DATA UNDER STUDY ▸
⟨
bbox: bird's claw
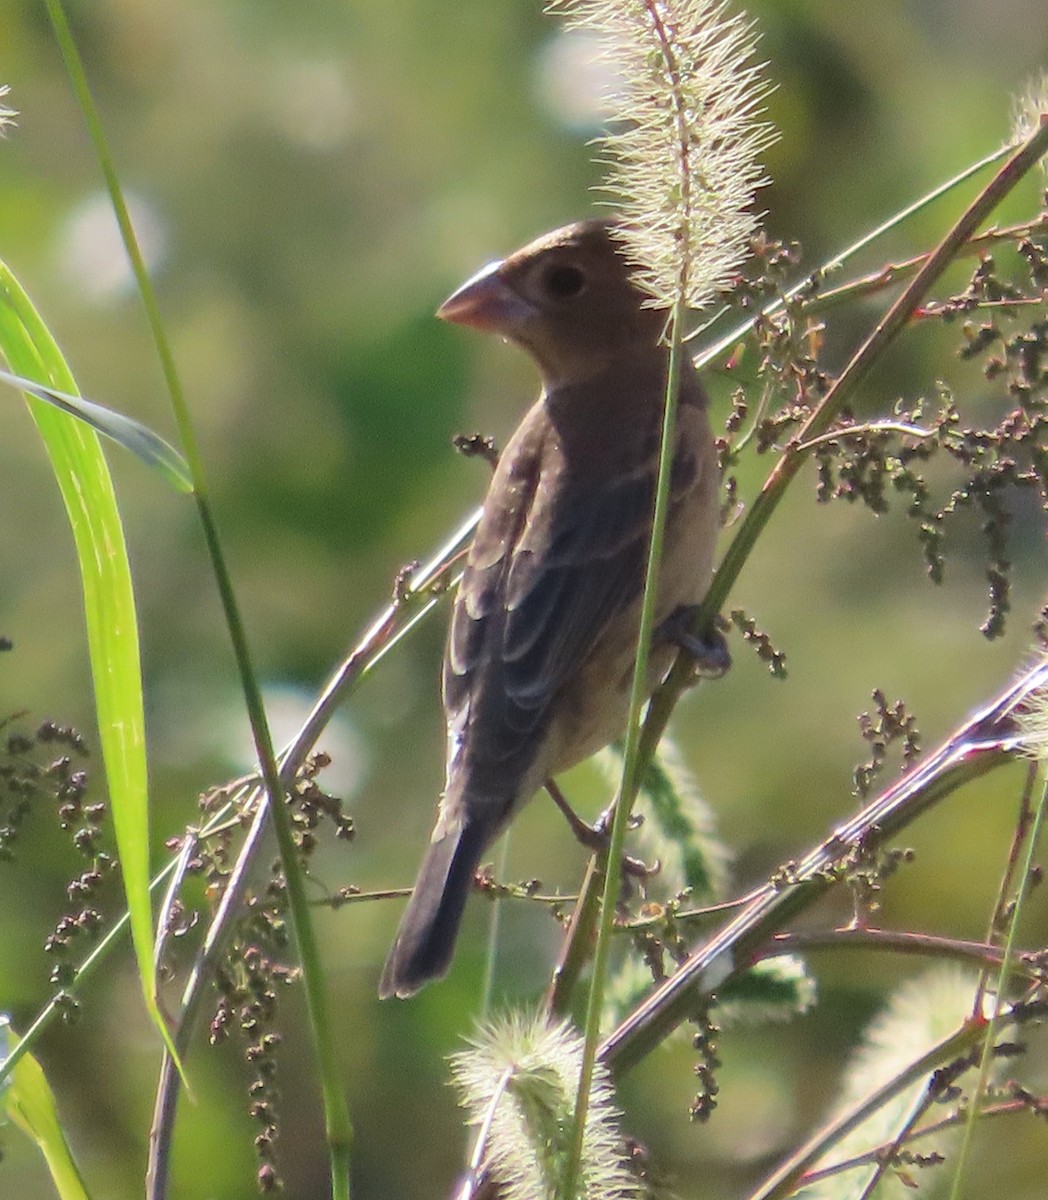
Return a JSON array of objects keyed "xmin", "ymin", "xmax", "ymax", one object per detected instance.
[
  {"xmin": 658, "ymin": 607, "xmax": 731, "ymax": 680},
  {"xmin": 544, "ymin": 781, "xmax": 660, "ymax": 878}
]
⟩
TASK REQUIREMENTS ▸ Give the listing above again in its entirety and exactly; do not include the pictures.

ANSWER TO THE EXERCISE ▸
bbox: bird's claw
Return a JSON array of objects keyed "xmin", "ymin", "xmax", "ymax", one object per detected instance.
[
  {"xmin": 658, "ymin": 607, "xmax": 731, "ymax": 680},
  {"xmin": 544, "ymin": 781, "xmax": 660, "ymax": 878}
]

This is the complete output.